• **TASK TO COMPLETE**:
Output the passage of the batch normalization forum thread below from "and I feed is_training" up to and including "(see attached image)", copied word for word.

• **DOCUMENT TEXT**:
────────────────────
Thank you for your advice @soloice.
I tried now with just different is_training
and reuse
parameters:
lambda: tf.contrib.layers.batch_norm(inputT, is_training=True, reuse=None, decay=0.9, epsilon=1e-5, center=True, scale=True, updates_collections=None, scope=scope),
lambda: tf.contrib.layers.batch_norm(inputT, is_training=False, reuse=True, decay=0.9, epsilon=1e-5, center=True, scale=True, updates_collections=None, scope=scope)
still don't get good validation and testing results... >70%...
hi,
please see my wrapper above.
you should use "with tf.variable_scope(scope, reuse=reuse):" I think.
Hi @ishaybee,
I followed your advice, now my code is:
def BatchNorm(inputT, is_training=False, reuse=True, scope=None):
with tf.variable_scope(scope, reuse=reuse):
return tf.contrib.layers.batch_norm(inputT, is_training=is_training, reuse=reuse, scope=scope, updates_collections=None, decay=0.9, center=True, scale=True)
and I feed is_training
and reuse
through the feed_dict, but now I get the error ValueError("The reuse parameter must be True or False or None.")
try to feed reuse as a python variable (input of the model) and as placeholder.
I tried that, and now it stopped complaining about the value... but I think that the placeholder value is not being used, because I see no change if I force values to batch_norm
function, and in TensorBoard it's not connected to the graph... (see attached image)
My code is like this now:
Batch Normalisation wrapper
def BatchNorm(inputT, is_training=False, reuse=None, scope=None):
with tf.variable_scope(scope):
return tf.contrib.layers.batch_norm(inputT, is_training=is_training, reuse=reuse, scope=scope, updates_collections=None, decay=0.9, center=True, scale=True)
Model definition
def model(data, train=False, is_training=False, reuse=None):
# 1st conv layer
with tf.name_scope('conv1') as scope:
conv = tf.nn.conv2d(
<...>
norm = BatchNorm(pool, is_training=is_training, reuse=reuse, scope=scope)
────────────────────
• **DATASET CONTENT**:
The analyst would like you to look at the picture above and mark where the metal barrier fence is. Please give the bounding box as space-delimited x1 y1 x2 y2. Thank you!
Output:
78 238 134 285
────────────────────
• **CORRECT ANSWER**:
and I feed is_training
and reuse
through the feed_dict, but now I get the error ValueError("The reuse parameter must be True or False or None.")
try to feed reuse as a python variable (input of the model) and as placeholder.
I tried that, and now it stopped complaining about the value... but I think that the placeholder value is not being used, because I see no change if I force values to batch_norm
function, and in TensorBoard it's not connected to the graph... (see attached image)